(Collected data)
★ ★ ★ ★
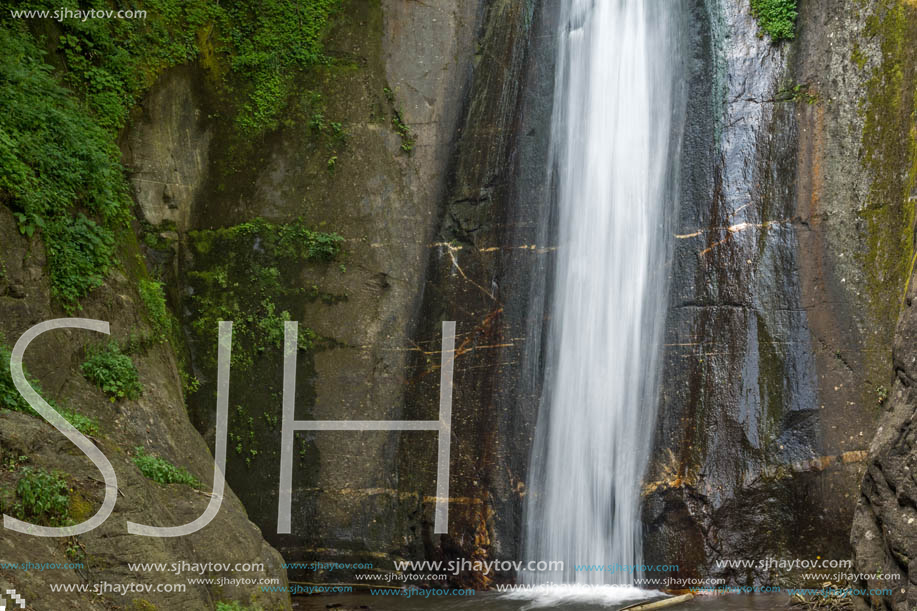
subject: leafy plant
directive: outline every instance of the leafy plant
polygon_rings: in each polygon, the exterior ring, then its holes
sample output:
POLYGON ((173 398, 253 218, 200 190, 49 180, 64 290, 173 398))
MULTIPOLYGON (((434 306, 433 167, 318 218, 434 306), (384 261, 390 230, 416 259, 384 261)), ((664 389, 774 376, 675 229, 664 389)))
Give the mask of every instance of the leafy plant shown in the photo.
★ ★ ★ ★
#### HOW TO COMPLETE THIS TASK
Beginning with the first line of the records and ending with the line that contains "POLYGON ((173 398, 253", reproduce every line exactly, omitting pictures and adding nothing.

#### ANSWER FOR THE TASK
subject: leafy plant
directive: outline every instance of the leafy plant
polygon_rings: in each polygon, the exterior ring, then its holes
sample output:
POLYGON ((173 398, 253 218, 200 190, 49 180, 64 290, 173 398))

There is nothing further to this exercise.